Passage:
· · · ·

Re: Simplifying assumptions and suggested issue resolutions from Ivan Herman on 2015-01-23 (public-csv-wg@w3.org from January 2015)

From: Ivan Herman <ivan@w3.org>
Date: Fri, 23 Jan 2015 10:37:27 +0100
To: Gregg Kellogg <gregg@greggkellogg.net>
Cc: W3C CSV on the Web Working Group <public-csv-wg@w3.org>
Message-Id: <2081BBFD-79ED-486E-A906-DB6F07C096A3@w3.org>
> On 22 Jan 2015, at 21:42 , Gregg Kellogg <gregg@greggkellogg.net> wrote:
> 
>> On Jan 22, 2015, at 3:29 AM, Ivan Herman <ivan@w3.org> wrote:
>> 
>> Wow:-)
> 
> It would be useful for other members to +1/-1 or abstain on these issues so we can be resolved or prioritized. Perhaps the chairs can provide some guidance?
> 

[snip]

>> 
>>> 
>>> #93 "metadata and mapped data conflation" – Resolve to continue to use the #table fragment identifier on the table metadata @id to make these distinct. (Also, if it exists, the #tablegroup fragment on the TableGroup @id)
>> 
>> Not sure about that. I believe there are still some confusions around the exact usage of @id. Indeed, what happens if @base is not explicitly defined?
> 
> If @base is not defined, it defaults to the location of the Metadata document, that's based on JSON-LD semantics, but is consistent with the use of @base in Turtle, and <base> in HTML+RDFa. It is, however, a question of what the base of the merged metadata is; I would say that it is either the @base of the merged metadata, or that of the CSV (from which the embedded metadata is extracted). I'll clarify this in a commit to PR #169.

· · · ·

Supplied information:

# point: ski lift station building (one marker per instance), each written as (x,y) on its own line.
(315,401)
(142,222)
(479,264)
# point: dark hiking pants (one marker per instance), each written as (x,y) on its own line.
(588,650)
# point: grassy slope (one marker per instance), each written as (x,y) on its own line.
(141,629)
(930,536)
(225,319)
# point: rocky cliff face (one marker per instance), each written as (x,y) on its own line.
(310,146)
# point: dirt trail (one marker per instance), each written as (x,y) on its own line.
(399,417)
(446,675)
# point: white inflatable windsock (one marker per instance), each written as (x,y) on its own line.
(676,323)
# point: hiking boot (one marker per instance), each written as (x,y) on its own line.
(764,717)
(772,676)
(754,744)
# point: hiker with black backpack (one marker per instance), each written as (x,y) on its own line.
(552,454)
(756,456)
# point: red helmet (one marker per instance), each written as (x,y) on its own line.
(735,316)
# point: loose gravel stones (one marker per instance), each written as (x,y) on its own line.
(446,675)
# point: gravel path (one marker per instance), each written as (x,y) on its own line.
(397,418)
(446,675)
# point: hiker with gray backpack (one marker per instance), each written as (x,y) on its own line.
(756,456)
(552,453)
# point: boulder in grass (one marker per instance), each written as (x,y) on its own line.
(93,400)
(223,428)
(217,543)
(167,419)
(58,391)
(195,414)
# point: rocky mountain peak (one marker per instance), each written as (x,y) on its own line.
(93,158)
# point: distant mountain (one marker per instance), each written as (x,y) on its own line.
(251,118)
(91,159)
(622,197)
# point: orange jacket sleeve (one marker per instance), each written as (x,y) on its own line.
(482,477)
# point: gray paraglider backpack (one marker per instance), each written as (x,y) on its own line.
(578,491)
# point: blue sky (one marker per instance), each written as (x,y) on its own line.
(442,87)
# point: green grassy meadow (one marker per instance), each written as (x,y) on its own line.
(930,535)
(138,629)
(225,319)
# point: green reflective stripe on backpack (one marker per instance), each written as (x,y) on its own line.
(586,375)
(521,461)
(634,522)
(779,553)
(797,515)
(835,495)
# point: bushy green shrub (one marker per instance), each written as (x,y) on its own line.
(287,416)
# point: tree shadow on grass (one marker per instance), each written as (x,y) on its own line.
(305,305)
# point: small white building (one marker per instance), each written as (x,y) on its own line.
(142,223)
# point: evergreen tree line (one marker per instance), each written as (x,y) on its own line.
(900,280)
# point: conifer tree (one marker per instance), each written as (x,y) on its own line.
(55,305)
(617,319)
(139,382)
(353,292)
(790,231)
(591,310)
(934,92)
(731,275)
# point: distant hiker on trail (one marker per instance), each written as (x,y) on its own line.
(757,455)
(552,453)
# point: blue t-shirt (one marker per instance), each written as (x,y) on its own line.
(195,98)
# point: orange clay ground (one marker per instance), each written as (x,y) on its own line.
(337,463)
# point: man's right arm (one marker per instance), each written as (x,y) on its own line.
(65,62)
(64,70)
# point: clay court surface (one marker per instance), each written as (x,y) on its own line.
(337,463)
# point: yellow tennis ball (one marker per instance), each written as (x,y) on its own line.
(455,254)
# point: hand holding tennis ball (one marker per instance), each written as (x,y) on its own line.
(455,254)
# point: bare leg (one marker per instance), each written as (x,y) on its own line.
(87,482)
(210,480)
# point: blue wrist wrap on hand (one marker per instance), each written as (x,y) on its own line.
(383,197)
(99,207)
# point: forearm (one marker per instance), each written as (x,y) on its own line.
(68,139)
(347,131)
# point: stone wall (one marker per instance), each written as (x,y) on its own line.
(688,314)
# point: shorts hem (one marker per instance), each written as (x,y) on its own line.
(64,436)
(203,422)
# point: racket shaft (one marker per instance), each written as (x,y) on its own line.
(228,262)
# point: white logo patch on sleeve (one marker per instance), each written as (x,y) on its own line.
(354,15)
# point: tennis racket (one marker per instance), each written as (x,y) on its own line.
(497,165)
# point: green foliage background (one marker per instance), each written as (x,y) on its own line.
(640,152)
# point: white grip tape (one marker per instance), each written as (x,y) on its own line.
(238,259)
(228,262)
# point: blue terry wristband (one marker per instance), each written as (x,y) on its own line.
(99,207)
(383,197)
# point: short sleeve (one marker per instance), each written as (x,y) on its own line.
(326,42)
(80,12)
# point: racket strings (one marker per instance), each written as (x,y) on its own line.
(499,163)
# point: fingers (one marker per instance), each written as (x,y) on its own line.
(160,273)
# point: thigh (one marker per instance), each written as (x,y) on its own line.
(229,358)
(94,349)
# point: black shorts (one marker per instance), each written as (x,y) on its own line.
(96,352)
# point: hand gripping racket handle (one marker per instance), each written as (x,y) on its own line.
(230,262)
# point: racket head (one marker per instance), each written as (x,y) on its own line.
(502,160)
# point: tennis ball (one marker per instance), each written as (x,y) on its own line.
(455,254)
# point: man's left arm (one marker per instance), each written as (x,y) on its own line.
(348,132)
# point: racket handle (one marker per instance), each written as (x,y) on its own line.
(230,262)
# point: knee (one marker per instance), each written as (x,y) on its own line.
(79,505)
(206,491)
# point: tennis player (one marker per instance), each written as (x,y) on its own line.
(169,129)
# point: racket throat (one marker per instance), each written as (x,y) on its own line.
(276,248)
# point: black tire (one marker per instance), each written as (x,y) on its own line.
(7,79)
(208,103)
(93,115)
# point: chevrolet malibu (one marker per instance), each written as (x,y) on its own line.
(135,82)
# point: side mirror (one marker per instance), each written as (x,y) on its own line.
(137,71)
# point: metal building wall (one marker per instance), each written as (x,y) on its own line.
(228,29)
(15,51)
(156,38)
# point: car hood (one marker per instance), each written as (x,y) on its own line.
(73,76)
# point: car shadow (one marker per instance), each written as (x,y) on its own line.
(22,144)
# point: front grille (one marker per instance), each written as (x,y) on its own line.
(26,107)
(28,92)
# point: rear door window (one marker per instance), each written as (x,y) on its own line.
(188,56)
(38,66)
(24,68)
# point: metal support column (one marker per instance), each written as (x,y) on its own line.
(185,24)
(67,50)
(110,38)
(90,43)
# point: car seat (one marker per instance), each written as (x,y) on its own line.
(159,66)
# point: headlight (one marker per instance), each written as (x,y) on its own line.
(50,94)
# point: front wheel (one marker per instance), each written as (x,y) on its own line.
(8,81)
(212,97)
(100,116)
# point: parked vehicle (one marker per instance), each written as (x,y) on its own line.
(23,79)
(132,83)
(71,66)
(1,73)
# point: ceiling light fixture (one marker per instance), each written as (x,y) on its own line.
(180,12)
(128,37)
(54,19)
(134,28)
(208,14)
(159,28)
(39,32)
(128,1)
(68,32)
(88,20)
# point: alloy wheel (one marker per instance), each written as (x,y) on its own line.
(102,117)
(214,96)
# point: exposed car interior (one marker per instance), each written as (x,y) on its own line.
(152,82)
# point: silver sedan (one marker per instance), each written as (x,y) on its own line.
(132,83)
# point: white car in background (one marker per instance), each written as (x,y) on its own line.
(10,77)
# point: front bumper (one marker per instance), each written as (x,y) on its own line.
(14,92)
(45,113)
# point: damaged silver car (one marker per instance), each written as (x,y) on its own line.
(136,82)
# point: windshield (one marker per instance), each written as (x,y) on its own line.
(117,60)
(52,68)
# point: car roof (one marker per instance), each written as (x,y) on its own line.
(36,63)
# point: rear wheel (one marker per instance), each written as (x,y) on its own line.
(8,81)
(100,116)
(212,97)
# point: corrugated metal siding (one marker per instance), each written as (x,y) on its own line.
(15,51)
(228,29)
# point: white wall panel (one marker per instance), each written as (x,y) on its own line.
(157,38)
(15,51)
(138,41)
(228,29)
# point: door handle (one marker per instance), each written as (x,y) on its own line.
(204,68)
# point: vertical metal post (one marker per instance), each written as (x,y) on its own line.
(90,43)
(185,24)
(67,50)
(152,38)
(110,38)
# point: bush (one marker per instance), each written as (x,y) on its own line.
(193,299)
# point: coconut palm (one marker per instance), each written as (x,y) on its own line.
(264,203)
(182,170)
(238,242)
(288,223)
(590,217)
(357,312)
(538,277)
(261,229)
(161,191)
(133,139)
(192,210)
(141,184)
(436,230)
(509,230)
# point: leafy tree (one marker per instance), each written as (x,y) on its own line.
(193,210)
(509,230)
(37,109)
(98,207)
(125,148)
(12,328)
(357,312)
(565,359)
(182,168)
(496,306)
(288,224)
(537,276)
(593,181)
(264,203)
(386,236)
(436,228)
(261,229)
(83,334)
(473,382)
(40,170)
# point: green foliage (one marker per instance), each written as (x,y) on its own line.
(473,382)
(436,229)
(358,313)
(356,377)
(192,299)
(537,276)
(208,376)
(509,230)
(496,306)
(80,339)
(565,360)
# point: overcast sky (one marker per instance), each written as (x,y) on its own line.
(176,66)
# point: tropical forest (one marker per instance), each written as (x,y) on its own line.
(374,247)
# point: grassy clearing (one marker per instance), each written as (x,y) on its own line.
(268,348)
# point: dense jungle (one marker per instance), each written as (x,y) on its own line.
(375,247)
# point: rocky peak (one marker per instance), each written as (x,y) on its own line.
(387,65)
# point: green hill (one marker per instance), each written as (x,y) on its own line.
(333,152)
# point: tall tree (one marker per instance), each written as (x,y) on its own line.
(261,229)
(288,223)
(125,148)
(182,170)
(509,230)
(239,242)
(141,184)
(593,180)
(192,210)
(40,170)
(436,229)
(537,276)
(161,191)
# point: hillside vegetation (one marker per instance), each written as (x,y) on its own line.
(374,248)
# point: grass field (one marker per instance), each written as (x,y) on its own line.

· · · ·

Required tasks:
1. In the mailing list message, what does @base default to when it is not defined?
2. Please pull out every line of the records that contains the word "building".

Answers given:
1. The location of the Metadata document.

2.
# point: ski lift station building (one marker per instance), each written as (x,y) on its own line.
# point: small white building (one marker per instance), each written as (x,y) on its own line.
# point: metal building wall (one marker per instance), each written as (x,y) on its own line.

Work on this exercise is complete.